* _PASSAGE SHOWN_:

Strengthening Our Communities: Robert Fuller on the “Rankism” of Somebodies and Nobodies

January 2, 2024

We spend quite a bit of time trying to strengthen our communities by discussing and attempting to address diversity, equity, inclusion, and justice. We also, in our better moments, pursue the concept of the common good, as I recently wrote in a set of reflections centered around Peter Block’s new book, Activating the Common Good: Retaining Control of Our Collective Well-Being. In the best of situations, we seek positive solutions, promote and provide training, and attempt to inspire inclusion by listening as much as speaking when identifying ways to foster the levels of transformation we recognize we need to achieve. But then we often look around and throw our hands up in despair over our apparent lack of significant progress.

* _WRITTEN TASK_:
Write out, word for word, the stretch of the post on strengthening communities from "We spend quite" through "of significant progress.". The material after this isn't needed.

* _DATA SEGMENT_:
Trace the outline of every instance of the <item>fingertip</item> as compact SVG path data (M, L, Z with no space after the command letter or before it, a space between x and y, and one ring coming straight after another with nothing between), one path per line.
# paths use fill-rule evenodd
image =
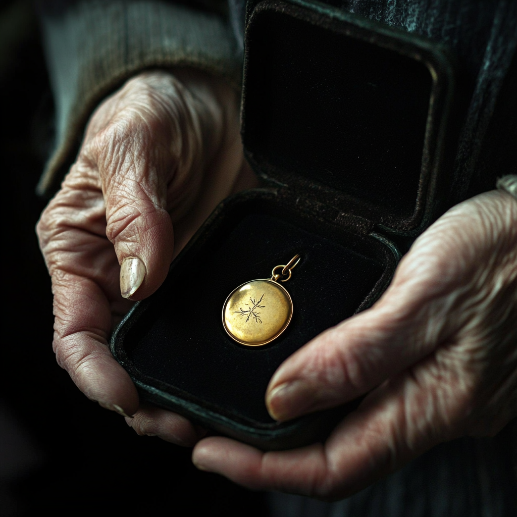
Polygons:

* _TASK SOLUTION_:
We spend quite a bit of time trying to strengthen our communities by discussing and attempting to address diversity, equity, inclusion, and justice. We also, in our better moments, pursue the concept of the common good, as I recently wrote in a set of reflections centered around Peter Block’s new book, Activating the Common Good: Retaining Control of Our Collective Well-Being. In the best of situations, we seek positive solutions, promote and provide training, and attempt to inspire inclusion by listening as much as speaking when identifying ways to foster the levels of transformation we recognize we need to achieve. But then we often look around and throw our hands up in despair over our apparent lack of significant progress.